• _FRAGMENTO_
Ahora que tengo un ratín, quiero compartir algo. Puede que lo lea alguien que en su trabajo se relacione con niños, aunque sea de manera ocasional -puede que, sobre todo, si es de manera ocasional- y le sirva para reflexionar acerca de su manera de relacionarse con ellos. En realidad, tengo la esperanza de que así sea.
Os voy a contar lo que me ha pasado hoy:
Mi hija mediana tiene una percepción y una sensibilidad excepcionales, lo cual es una gran cualidad, aunque en ocasiones dificulta algunas situaciones. Por ejemplo, es muy aprensiva y temerosa del dolor en el propio cuerpo.
Esta mañana fuimos al centro de salud, porque tenían que sacarle sangre para unos análisis importantes. Nos dieron la cita la semana pasada, y estuve desde entonces preparándola, ayudándola a mentalizarse de lo que iba a pasar hoy cuando llegáramos al ambulatorio.
– No quiero, mamá, tengo miedo.
– Lo sé, es normal tener miedo.
– Pero, ¿me va a doler?

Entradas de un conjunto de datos

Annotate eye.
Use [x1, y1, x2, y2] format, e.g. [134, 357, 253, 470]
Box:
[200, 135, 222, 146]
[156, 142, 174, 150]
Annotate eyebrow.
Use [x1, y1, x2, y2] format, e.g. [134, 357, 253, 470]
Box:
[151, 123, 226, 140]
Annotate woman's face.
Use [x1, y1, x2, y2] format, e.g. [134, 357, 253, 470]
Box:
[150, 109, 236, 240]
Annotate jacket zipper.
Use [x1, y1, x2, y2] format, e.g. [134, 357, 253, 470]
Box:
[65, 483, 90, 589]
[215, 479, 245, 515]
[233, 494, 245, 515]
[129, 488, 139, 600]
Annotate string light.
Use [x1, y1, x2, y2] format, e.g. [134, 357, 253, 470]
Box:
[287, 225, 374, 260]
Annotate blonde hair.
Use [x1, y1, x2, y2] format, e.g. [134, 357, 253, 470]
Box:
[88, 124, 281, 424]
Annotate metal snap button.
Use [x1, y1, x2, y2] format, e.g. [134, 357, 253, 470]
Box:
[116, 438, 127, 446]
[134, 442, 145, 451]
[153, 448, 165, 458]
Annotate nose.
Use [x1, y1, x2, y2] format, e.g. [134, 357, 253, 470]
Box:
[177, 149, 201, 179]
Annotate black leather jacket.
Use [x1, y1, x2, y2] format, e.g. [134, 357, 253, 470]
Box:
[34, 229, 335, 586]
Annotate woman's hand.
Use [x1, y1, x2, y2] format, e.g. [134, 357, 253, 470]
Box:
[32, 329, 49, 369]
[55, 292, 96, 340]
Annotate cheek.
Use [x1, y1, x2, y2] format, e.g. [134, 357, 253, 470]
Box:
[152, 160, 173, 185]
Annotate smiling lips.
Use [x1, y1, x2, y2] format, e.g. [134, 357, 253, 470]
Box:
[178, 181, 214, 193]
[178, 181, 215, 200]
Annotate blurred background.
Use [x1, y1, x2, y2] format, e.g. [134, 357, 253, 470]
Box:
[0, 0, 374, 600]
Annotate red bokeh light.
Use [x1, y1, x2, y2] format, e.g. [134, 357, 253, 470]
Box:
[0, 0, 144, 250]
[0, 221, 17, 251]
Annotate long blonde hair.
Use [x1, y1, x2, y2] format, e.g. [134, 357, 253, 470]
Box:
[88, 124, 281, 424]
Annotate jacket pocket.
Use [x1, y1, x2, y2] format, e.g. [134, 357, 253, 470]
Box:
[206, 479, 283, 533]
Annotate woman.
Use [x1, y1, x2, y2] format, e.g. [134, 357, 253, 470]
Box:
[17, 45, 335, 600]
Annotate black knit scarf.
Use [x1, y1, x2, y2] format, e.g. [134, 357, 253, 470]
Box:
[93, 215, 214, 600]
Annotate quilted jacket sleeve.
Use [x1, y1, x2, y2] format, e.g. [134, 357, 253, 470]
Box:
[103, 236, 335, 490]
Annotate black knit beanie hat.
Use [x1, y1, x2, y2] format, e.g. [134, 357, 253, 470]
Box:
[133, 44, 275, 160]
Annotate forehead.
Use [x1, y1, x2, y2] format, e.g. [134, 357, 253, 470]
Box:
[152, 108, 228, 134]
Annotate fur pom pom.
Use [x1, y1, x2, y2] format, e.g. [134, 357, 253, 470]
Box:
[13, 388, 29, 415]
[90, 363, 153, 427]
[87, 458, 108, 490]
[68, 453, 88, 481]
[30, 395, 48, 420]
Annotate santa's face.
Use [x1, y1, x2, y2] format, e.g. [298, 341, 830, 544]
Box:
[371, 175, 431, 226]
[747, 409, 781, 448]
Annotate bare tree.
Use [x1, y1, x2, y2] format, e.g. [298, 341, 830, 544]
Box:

• _SOLICITUDES_
**a)** Copia íntegramente el relato sobre la visita al centro de salud.
**b)** Repite sin cambios el listado desde su primera línea hasta la línea que contiene "[152, 160, 173, 185]", incluidas ambas.

• _SOLUCIONES_
**a)**
Ahora que tengo un ratín, quiero compartir algo. Puede que lo lea alguien que en su trabajo se relacione con niños, aunque sea de manera ocasional -puede que, sobre todo, si es de manera ocasional- y le sirva para reflexionar acerca de su manera de relacionarse con ellos. En realidad, tengo la esperanza de que así sea.
Os voy a contar lo que me ha pasado hoy:
Mi hija mediana tiene una percepción y una sensibilidad excepcionales, lo cual es una gran cualidad, aunque en ocasiones dificulta algunas situaciones. Por ejemplo, es muy aprensiva y temerosa del dolor en el propio cuerpo.
Esta mañana fuimos al centro de salud, porque tenían que sacarle sangre para unos análisis importantes. Nos dieron la cita la semana pasada, y estuve desde entonces preparándola, ayudándola a mentalizarse de lo que iba a pasar hoy cuando llegáramos al ambulatorio.
– No quiero, mamá, tengo miedo.
– Lo sé, es normal tener miedo.
– Pero, ¿me va a doler?

**b)**
Annotate eye.
Use [x1, y1, x2, y2] format, e.g. [134, 357, 253, 470]
Box:
[200, 135, 222, 146]
[156, 142, 174, 150]
Annotate eyebrow.
Use [x1, y1, x2, y2] format, e.g. [134, 357, 253, 470]
Box:
[151, 123, 226, 140]
Annotate woman's face.
Use [x1, y1, x2, y2] format, e.g. [134, 357, 253, 470]
Box:
[150, 109, 236, 240]
Annotate jacket zipper.
Use [x1, y1, x2, y2] format, e.g. [134, 357, 253, 470]
Box:
[65, 483, 90, 589]
[215, 479, 245, 515]
[233, 494, 245, 515]
[129, 488, 139, 600]
Annotate string light.
Use [x1, y1, x2, y2] format, e.g. [134, 357, 253, 470]
Box:
[287, 225, 374, 260]
Annotate blonde hair.
Use [x1, y1, x2, y2] format, e.g. [134, 357, 253, 470]
Box:
[88, 124, 281, 424]
Annotate metal snap button.
Use [x1, y1, x2, y2] format, e.g. [134, 357, 253, 470]
Box:
[116, 438, 127, 446]
[134, 442, 145, 451]
[153, 448, 165, 458]
Annotate nose.
Use [x1, y1, x2, y2] format, e.g. [134, 357, 253, 470]
Box:
[177, 149, 201, 179]
Annotate black leather jacket.
Use [x1, y1, x2, y2] format, e.g. [134, 357, 253, 470]
Box:
[34, 229, 335, 586]
Annotate woman's hand.
Use [x1, y1, x2, y2] format, e.g. [134, 357, 253, 470]
Box:
[32, 329, 49, 369]
[55, 292, 96, 340]
Annotate cheek.
Use [x1, y1, x2, y2] format, e.g. [134, 357, 253, 470]
Box:
[152, 160, 173, 185]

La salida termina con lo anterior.